**WORK TO BE COMPLETED:** Reproduce the records word for word, starting at the line that contains "trace the outline of white trousers" and ending at the end of the records. Leave the pictures out.
======== MATERIALS PROVIDED ========
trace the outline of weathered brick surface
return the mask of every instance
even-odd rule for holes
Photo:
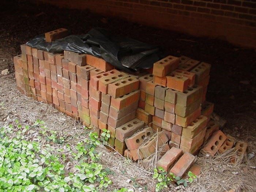
[[[173,56],[168,56],[154,63],[153,75],[163,77],[178,67],[180,58]]]
[[[170,170],[170,172],[181,178],[195,161],[195,157],[189,153],[185,153]]]
[[[138,149],[148,137],[153,134],[151,127],[147,127],[135,133],[130,137],[125,139],[125,144],[128,149],[134,150]]]
[[[182,155],[182,150],[172,147],[157,162],[157,167],[162,167],[165,172],[168,172],[172,166]]]
[[[223,132],[220,130],[212,134],[203,150],[214,156],[226,139],[227,137]]]

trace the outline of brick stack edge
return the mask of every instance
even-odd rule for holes
[[[109,144],[143,165],[156,145],[162,155],[174,147],[189,158],[187,153],[196,154],[219,129],[210,118],[214,104],[206,101],[208,64],[168,56],[154,64],[152,74],[129,74],[91,55],[21,49],[14,57],[20,92],[99,133],[109,130]]]

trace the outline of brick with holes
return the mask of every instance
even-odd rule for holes
[[[182,62],[179,65],[178,69],[186,71],[190,71],[195,66],[198,65],[200,61],[194,60],[193,59],[189,59],[186,62]]]
[[[166,76],[178,67],[180,58],[168,56],[155,63],[153,68],[153,75],[159,77]]]
[[[227,139],[226,136],[220,130],[213,133],[202,150],[214,156]]]
[[[68,36],[68,31],[64,28],[60,28],[45,34],[45,41],[52,42],[59,39],[61,39]]]
[[[163,146],[167,141],[168,138],[163,132],[159,132],[156,133],[140,147],[143,157],[146,158],[150,156],[155,152],[156,147],[158,148]]]
[[[116,128],[134,119],[135,114],[136,111],[135,110],[117,120],[109,116],[108,120],[108,124],[113,128]]]
[[[138,90],[139,85],[138,79],[133,77],[125,78],[109,84],[108,93],[112,97],[117,98]]]
[[[147,124],[152,121],[152,116],[140,108],[136,110],[136,118]]]
[[[184,91],[188,89],[189,82],[188,78],[173,74],[166,76],[166,86],[168,88],[180,91]]]
[[[146,91],[147,82],[151,81],[152,79],[153,79],[153,75],[151,74],[148,74],[139,78],[140,90],[144,92]]]
[[[138,149],[144,142],[153,134],[153,130],[151,127],[147,127],[142,129],[132,135],[125,139],[125,141],[127,148],[129,150]]]
[[[207,125],[207,117],[201,115],[189,125],[183,129],[182,135],[188,138],[192,138]]]
[[[182,150],[176,147],[171,148],[157,161],[156,166],[158,171],[161,172],[159,169],[161,167],[165,172],[168,172],[182,154]]]
[[[111,105],[115,109],[120,110],[138,101],[140,92],[140,90],[138,90],[117,98],[112,97]]]
[[[136,131],[142,128],[144,123],[135,118],[125,124],[118,127],[116,129],[115,137],[121,142],[131,136]]]
[[[111,91],[111,90],[109,89],[109,88],[111,89],[110,87],[111,86],[113,87],[116,87],[116,84],[118,82],[120,81],[121,79],[124,79],[128,77],[128,75],[125,73],[118,72],[101,78],[99,80],[99,90],[105,94],[109,94],[109,95],[112,96],[111,94],[110,94],[110,93],[109,93],[109,91]],[[122,81],[123,82],[123,81]],[[114,82],[115,83],[113,83]]]

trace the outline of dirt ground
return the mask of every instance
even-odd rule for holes
[[[71,143],[80,138],[81,125],[17,91],[12,57],[20,53],[20,45],[38,34],[61,27],[68,29],[72,34],[80,34],[94,27],[105,28],[114,34],[160,45],[170,55],[185,55],[211,64],[207,100],[214,103],[215,113],[227,120],[224,132],[248,142],[248,153],[256,153],[255,50],[104,17],[86,10],[31,4],[25,1],[0,1],[0,72],[8,69],[10,72],[6,75],[0,73],[0,126],[16,119],[31,124],[40,118],[60,134],[68,132],[78,135],[75,139],[72,138],[73,141],[68,140]],[[155,181],[140,165],[103,148],[100,150],[104,154],[103,163],[116,173],[112,178],[113,187],[127,187],[135,191],[143,191],[144,188],[134,184],[136,181],[139,186],[147,185],[148,191],[153,190]],[[212,158],[199,154],[198,162],[203,167],[201,175],[189,188],[179,190],[222,192],[233,189],[236,191],[256,191],[256,157],[246,158],[241,163],[231,165],[226,157],[218,155]],[[135,181],[128,182],[132,177],[136,178]],[[171,187],[169,191],[176,190]]]

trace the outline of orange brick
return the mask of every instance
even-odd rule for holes
[[[45,41],[46,42],[52,42],[55,40],[64,38],[68,35],[67,29],[64,28],[59,29],[45,33]]]
[[[153,68],[153,75],[159,77],[166,76],[178,67],[180,59],[168,56],[155,63]]]
[[[125,141],[127,148],[129,150],[138,149],[147,138],[153,134],[153,133],[152,128],[147,127],[126,138]]]
[[[153,82],[154,83],[163,86],[163,87],[166,87],[167,79],[166,76],[161,77],[154,76]]]
[[[220,130],[214,133],[203,148],[203,150],[214,156],[227,139],[227,137]]]
[[[184,91],[188,89],[189,82],[188,78],[177,75],[172,75],[166,76],[167,87],[180,91]]]
[[[185,153],[178,160],[170,172],[174,175],[182,177],[195,161],[196,157],[188,153]]]
[[[165,154],[157,163],[157,167],[163,169],[165,172],[168,172],[170,167],[182,155],[182,150],[172,147]]]
[[[139,85],[139,81],[137,79],[128,77],[109,84],[108,93],[111,97],[117,98],[138,90]]]
[[[144,123],[138,119],[135,118],[128,121],[116,129],[115,137],[122,142],[124,140],[131,136],[136,131],[142,128]]]
[[[86,63],[104,72],[114,68],[114,66],[103,59],[89,54],[86,55]]]

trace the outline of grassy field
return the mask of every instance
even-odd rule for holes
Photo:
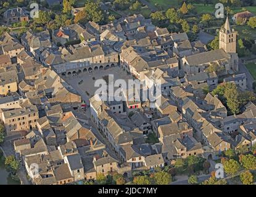
[[[123,10],[123,13],[125,13],[126,15],[133,15],[134,14],[141,14],[145,18],[148,18],[150,17],[150,15],[151,14],[151,10],[148,8],[142,8],[139,10],[134,11],[131,10],[130,9]]]
[[[238,32],[238,36],[241,38],[244,38],[246,36],[247,36],[250,39],[256,39],[256,29],[252,29],[246,25],[234,25],[232,26],[232,28]]]
[[[194,7],[197,10],[197,13],[199,14],[205,14],[205,13],[214,13],[216,10],[215,8],[215,5],[213,4],[209,4],[209,5],[204,5],[203,4],[193,4]],[[256,14],[256,6],[248,6],[245,7],[246,9],[253,14]],[[234,14],[242,12],[242,8],[231,8],[232,10],[233,11]]]
[[[148,2],[155,6],[166,7],[177,7],[179,6],[179,0],[147,0]]]
[[[256,64],[253,62],[250,62],[247,63],[246,66],[250,71],[254,79],[256,80]]]
[[[75,3],[75,5],[76,7],[83,7],[85,6],[86,0],[76,0],[76,2]]]

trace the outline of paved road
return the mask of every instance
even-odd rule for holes
[[[210,177],[210,174],[199,175],[198,176],[198,182],[202,182],[205,180],[209,179]],[[171,185],[189,185],[189,183],[188,182],[188,177],[186,179],[184,179],[184,180],[179,180],[174,182],[172,182],[171,183]]]
[[[210,177],[210,173],[212,171],[214,171],[215,170],[215,165],[216,163],[212,160],[209,159],[209,161],[210,162],[210,167],[209,168],[209,174],[202,174],[200,175],[199,175],[198,177],[198,182],[201,183],[205,180],[209,179]],[[177,176],[177,177],[178,177]],[[178,180],[177,180],[175,182],[173,182],[171,183],[171,185],[188,185],[188,175],[184,175],[184,176],[180,176],[180,177],[178,178]]]
[[[13,146],[14,141],[20,139],[20,135],[19,134],[12,136],[8,136],[5,138],[4,142],[0,147],[0,148],[4,153],[4,156],[5,157],[10,155],[15,156],[14,148]],[[27,178],[27,172],[24,166],[22,166],[20,167],[17,174],[22,185],[31,184],[31,183]]]
[[[167,0],[168,1],[168,0]],[[153,5],[152,4],[150,3],[149,2],[147,1],[146,0],[139,0],[139,1],[141,2],[141,4],[143,4],[146,6],[147,6],[147,7],[151,9],[151,10],[153,12],[157,10],[157,7],[155,7],[155,5]]]
[[[89,111],[90,110],[89,108],[87,110]],[[91,131],[95,135],[96,138],[99,140],[100,140],[101,142],[102,142],[105,145],[106,150],[107,153],[114,158],[116,159],[118,159],[118,156],[117,155],[117,154],[115,153],[115,152],[111,148],[109,142],[102,136],[100,131],[97,129],[96,124],[94,123],[93,123],[91,120],[91,119],[89,119],[89,125],[92,125],[93,126],[91,128]]]
[[[254,78],[252,77],[252,74],[250,74],[250,72],[248,71],[248,70],[246,68],[246,66],[244,63],[241,62],[241,61],[239,61],[239,73],[246,73],[246,79],[247,79],[247,88],[252,90],[252,83],[255,81]]]

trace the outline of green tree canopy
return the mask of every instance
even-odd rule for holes
[[[151,185],[151,181],[147,175],[137,176],[133,179],[133,183],[136,185]]]
[[[229,159],[233,159],[236,156],[236,153],[232,148],[229,148],[224,152],[224,154]]]
[[[168,185],[171,180],[171,175],[166,172],[160,171],[154,174],[154,179],[157,185]]]
[[[192,28],[192,31],[194,33],[197,33],[199,31],[199,28],[198,28],[198,25],[195,24],[193,25]]]
[[[209,44],[210,47],[212,50],[216,50],[219,48],[219,38],[218,36],[215,36],[214,39],[212,41],[212,42],[210,42]]]
[[[34,18],[34,20],[38,24],[45,25],[51,20],[50,14],[46,11],[39,10],[38,17]]]
[[[88,15],[85,10],[79,12],[75,17],[74,22],[75,23],[86,23],[87,22]]]
[[[191,185],[198,184],[198,178],[196,175],[192,175],[188,178],[188,182]]]
[[[4,126],[0,123],[0,143],[4,142]]]
[[[241,163],[242,166],[247,170],[256,169],[256,157],[251,154],[242,155]]]
[[[218,180],[215,177],[210,177],[202,183],[202,185],[226,185],[226,180],[225,179]]]
[[[166,18],[170,20],[171,23],[178,23],[180,17],[179,13],[174,8],[170,8],[165,12]]]
[[[105,177],[103,173],[97,173],[96,175],[96,180],[101,185],[104,185],[107,181],[107,177]]]
[[[213,17],[210,14],[204,14],[201,17],[201,22],[208,22],[213,19]]]
[[[71,12],[72,5],[70,0],[63,0],[63,13],[70,14]]]
[[[252,28],[254,29],[256,27],[256,17],[250,17],[249,19],[247,25],[250,26]]]
[[[9,171],[12,171],[14,173],[20,169],[20,163],[15,159],[13,155],[7,156],[6,158],[4,164]]]
[[[234,174],[239,169],[239,164],[236,160],[231,159],[224,163],[223,167],[225,172],[228,174],[232,174],[232,177],[234,177]]]
[[[85,7],[85,11],[87,14],[88,20],[95,23],[99,23],[104,20],[102,11],[99,6],[99,4],[93,1],[88,1]]]
[[[183,20],[181,22],[181,26],[182,30],[184,31],[184,32],[188,33],[190,30],[190,26],[188,22],[185,20]]]
[[[182,5],[180,9],[180,11],[183,14],[186,14],[188,13],[188,7],[187,7],[187,4],[186,3],[186,2],[183,2],[183,4]]]
[[[240,174],[240,180],[244,185],[251,185],[254,182],[254,176],[249,171]]]

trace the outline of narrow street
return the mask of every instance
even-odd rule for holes
[[[197,177],[198,178],[198,182],[201,183],[205,180],[209,179],[210,177],[211,172],[215,171],[215,165],[216,163],[212,160],[209,159],[209,161],[210,162],[210,167],[209,168],[209,174],[201,174]],[[189,183],[188,182],[188,175],[177,175],[175,176],[175,178],[177,179],[176,181],[173,182],[171,183],[171,185],[188,185]]]
[[[146,6],[147,6],[152,12],[155,12],[157,10],[157,7],[155,6],[155,5],[153,5],[152,4],[148,2],[147,0],[139,0],[141,4],[143,4]]]
[[[15,156],[13,142],[15,140],[18,140],[20,138],[20,135],[8,136],[6,137],[4,142],[0,146],[0,148],[2,151],[5,157],[11,155]],[[27,177],[27,172],[24,166],[22,165],[20,166],[20,169],[17,172],[17,174],[22,185],[31,185],[31,182]]]
[[[250,90],[252,90],[252,83],[255,81],[254,78],[252,77],[252,74],[250,74],[250,72],[248,71],[246,65],[243,63],[242,63],[241,61],[239,61],[239,68],[240,73],[246,73],[247,87]]]

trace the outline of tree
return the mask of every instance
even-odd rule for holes
[[[241,105],[241,108],[250,101],[254,102],[256,99],[256,97],[253,92],[245,91],[239,93],[239,99],[240,101],[240,104]]]
[[[54,22],[58,26],[65,26],[65,22],[67,20],[67,16],[65,14],[56,15]]]
[[[125,10],[129,7],[130,2],[129,0],[115,0],[113,2],[113,5],[115,9]]]
[[[147,175],[137,176],[133,179],[133,183],[136,185],[151,185],[150,178]]]
[[[244,185],[251,185],[254,182],[254,176],[249,171],[240,174],[240,180]]]
[[[198,25],[196,24],[194,25],[193,27],[192,28],[192,31],[194,33],[197,33],[199,31],[199,29],[198,28]]]
[[[166,172],[160,171],[154,174],[154,179],[157,185],[168,185],[171,182],[171,176]]]
[[[241,163],[247,170],[256,169],[256,157],[251,154],[241,155]]]
[[[244,24],[244,20],[242,17],[239,17],[236,20],[236,25],[242,25]]]
[[[201,21],[202,22],[207,22],[211,20],[212,20],[212,17],[210,14],[204,14],[202,15]]]
[[[84,185],[94,185],[94,183],[93,182],[93,181],[85,181],[83,183]]]
[[[99,183],[99,184],[104,185],[105,184],[105,182],[107,181],[107,177],[105,177],[103,173],[97,173],[96,180]]]
[[[4,126],[2,123],[0,123],[0,143],[4,142]]]
[[[174,8],[170,8],[165,12],[166,18],[170,20],[171,23],[177,23],[180,20],[179,14]]]
[[[168,171],[168,172],[171,175],[171,177],[174,177],[177,174],[175,167],[171,167]]]
[[[207,73],[212,73],[212,72],[218,71],[219,68],[220,68],[219,65],[217,63],[216,63],[215,62],[213,62],[213,63],[211,63],[210,64],[209,66],[208,66],[208,68],[205,70],[205,71]]]
[[[4,7],[9,7],[10,6],[10,3],[9,2],[6,1],[5,2],[4,2],[4,4],[2,4],[2,6]]]
[[[93,20],[95,23],[99,23],[103,20],[102,11],[99,6],[99,4],[93,1],[88,2],[85,6],[85,11],[87,14],[87,19]]]
[[[217,50],[219,48],[219,38],[215,36],[214,39],[210,42],[209,45],[212,50]]]
[[[162,11],[157,11],[155,12],[152,13],[151,14],[151,17],[152,19],[158,21],[165,19],[165,16]]]
[[[256,143],[254,143],[252,147],[252,152],[253,154],[256,155]]]
[[[133,10],[138,10],[141,8],[141,3],[136,1],[132,6],[130,7],[130,9]]]
[[[109,21],[112,22],[115,19],[115,17],[114,15],[110,15],[108,18]]]
[[[125,179],[123,177],[119,177],[117,179],[117,185],[125,185]]]
[[[256,27],[256,17],[250,17],[249,19],[247,25],[250,26],[252,28],[254,29]]]
[[[236,156],[236,153],[232,148],[229,148],[225,151],[224,154],[228,157],[229,159],[233,159]]]
[[[218,180],[215,177],[210,177],[209,179],[205,180],[202,185],[226,185],[226,180],[225,179]]]
[[[183,2],[183,4],[182,5],[180,9],[180,11],[183,14],[186,14],[188,13],[188,10],[187,4],[186,2]]]
[[[210,162],[209,162],[207,160],[205,161],[203,163],[203,167],[205,172],[209,173],[208,171],[209,170],[209,168],[210,167]]]
[[[87,22],[87,14],[85,10],[79,12],[75,17],[74,22],[75,23],[86,23]]]
[[[15,159],[14,156],[11,155],[6,158],[4,164],[7,169],[15,174],[20,169],[20,163]]]
[[[224,171],[228,174],[232,174],[232,177],[234,178],[234,174],[237,172],[239,169],[239,164],[233,159],[226,161],[224,164]]]
[[[117,173],[117,172],[114,172],[112,174],[113,176],[113,180],[115,182],[117,182],[117,179],[118,179],[120,177],[123,177],[123,175],[121,174]]]
[[[71,11],[72,4],[70,0],[63,0],[63,10],[64,14],[70,14]]]
[[[182,30],[184,32],[188,33],[190,30],[190,26],[188,22],[185,20],[183,20],[181,23]]]
[[[38,24],[46,24],[51,20],[50,14],[46,11],[39,10],[38,17],[34,18],[35,22]]]
[[[184,159],[183,158],[178,158],[176,159],[175,164],[175,167],[183,167],[184,166]]]
[[[238,91],[236,85],[228,82],[225,85],[224,97],[226,99],[226,105],[233,114],[239,113],[239,100],[238,99]]]
[[[188,9],[188,11],[191,11],[194,9],[194,6],[191,4],[189,4],[187,6],[187,9]]]
[[[198,184],[197,177],[196,175],[192,175],[189,177],[188,182],[189,184],[191,184],[191,185]]]

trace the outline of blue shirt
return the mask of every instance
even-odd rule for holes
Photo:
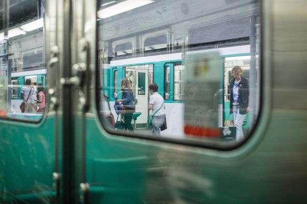
[[[237,105],[239,104],[239,84],[240,84],[240,81],[241,81],[234,82],[232,91],[232,94],[233,95],[233,104]]]

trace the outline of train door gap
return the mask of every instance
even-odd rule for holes
[[[154,65],[144,64],[126,66],[125,76],[131,85],[134,93],[136,113],[141,113],[135,122],[135,129],[142,130],[147,128],[148,116],[149,114],[148,85],[153,82]]]

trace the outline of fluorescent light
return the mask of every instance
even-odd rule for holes
[[[0,41],[4,40],[4,33],[0,33]]]
[[[21,30],[19,28],[15,28],[13,29],[9,30],[8,36],[9,38],[17,36],[19,35],[26,35],[26,32]]]
[[[126,0],[98,11],[99,18],[106,18],[155,2],[153,0]]]
[[[42,28],[43,26],[43,18],[41,18],[38,20],[21,26],[19,27],[9,30],[8,37],[12,38],[19,35],[25,35],[26,32],[34,31],[34,30]],[[0,33],[0,40],[3,40],[4,39],[4,33]]]
[[[250,60],[251,59],[250,55],[247,55],[245,56],[236,56],[236,57],[230,57],[225,58],[226,61],[229,60]]]
[[[23,31],[26,32],[29,32],[34,31],[40,28],[42,28],[43,26],[43,19],[42,18],[39,18],[38,20],[34,20],[27,23],[25,25],[20,27],[20,28]]]
[[[106,6],[107,5],[108,5],[109,4],[113,4],[113,3],[116,3],[116,1],[113,1],[112,2],[108,2],[107,3],[105,3],[105,4],[102,4],[101,5],[101,7]]]

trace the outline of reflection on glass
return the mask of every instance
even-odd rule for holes
[[[257,83],[259,46],[256,43],[260,39],[256,33],[259,29],[255,29],[256,25],[260,28],[258,4],[214,2],[204,10],[201,0],[188,5],[174,0],[152,2],[108,17],[101,15],[102,11],[114,5],[100,1],[97,30],[102,37],[98,42],[108,47],[99,51],[111,68],[118,71],[118,79],[106,78],[101,82],[102,86],[106,90],[111,85],[115,87],[115,80],[126,77],[134,93],[144,96],[135,101],[136,111],[140,114],[133,120],[135,133],[155,137],[146,119],[155,110],[148,111],[150,95],[145,90],[149,84],[156,83],[166,105],[168,128],[161,132],[162,137],[236,142],[236,128],[225,122],[234,117],[229,114],[233,92],[230,87],[234,79],[231,70],[235,66],[242,68],[242,76],[248,80],[249,89],[255,90],[249,100],[257,101],[260,95]],[[109,103],[115,115],[115,101]],[[256,120],[258,104],[249,104],[249,113],[244,116],[244,139]],[[195,121],[194,125],[189,121]],[[110,129],[124,133],[112,126]]]
[[[138,94],[145,95],[145,73],[138,73]]]

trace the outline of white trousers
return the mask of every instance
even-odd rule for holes
[[[235,140],[238,141],[243,140],[244,137],[242,124],[243,124],[243,121],[245,119],[246,114],[240,114],[239,105],[233,105],[232,111],[233,112],[233,122],[236,129]]]

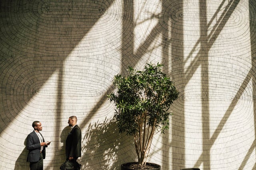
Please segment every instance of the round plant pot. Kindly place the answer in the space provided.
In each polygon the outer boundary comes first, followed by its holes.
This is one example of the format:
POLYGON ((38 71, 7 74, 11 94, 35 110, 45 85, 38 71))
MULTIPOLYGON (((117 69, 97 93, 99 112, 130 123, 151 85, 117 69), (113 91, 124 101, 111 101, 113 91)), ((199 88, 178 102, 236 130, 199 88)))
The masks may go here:
MULTIPOLYGON (((140 170, 140 169, 136 169, 135 168, 133 168, 133 166, 136 166, 134 165, 138 164, 138 162, 128 162, 121 165, 121 170, 140 170)), ((154 163, 147 162, 146 166, 151 167, 148 169, 144 168, 145 170, 160 170, 161 166, 158 164, 154 164, 154 163)))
========
**FINAL ANSWER:**
trace the outline of white trousers
return the mask of every instance
even-odd rule for holes
[[[235,140],[238,141],[243,140],[244,137],[242,124],[243,124],[243,121],[245,119],[246,114],[240,114],[239,105],[233,105],[232,111],[233,112],[233,122],[236,129]]]

Please segment every instance of the round plant pot. Kindly place the answer in the space provided.
In each polygon the outer boundary comes first, followed by its holes.
This is one example of the format:
POLYGON ((38 71, 7 74, 11 94, 35 110, 45 85, 38 71))
MULTIPOLYGON (((117 69, 97 93, 99 112, 130 123, 151 85, 117 69), (113 91, 124 101, 111 101, 113 91)), ((199 88, 178 102, 236 130, 199 88)))
The masks may go here:
MULTIPOLYGON (((140 170, 140 169, 136 169, 135 168, 133 168, 133 166, 136 166, 134 165, 138 164, 138 162, 128 162, 121 165, 121 170, 140 170)), ((154 163, 147 162, 146 166, 151 167, 148 169, 144 168, 145 170, 160 170, 161 166, 158 164, 154 164, 154 163)))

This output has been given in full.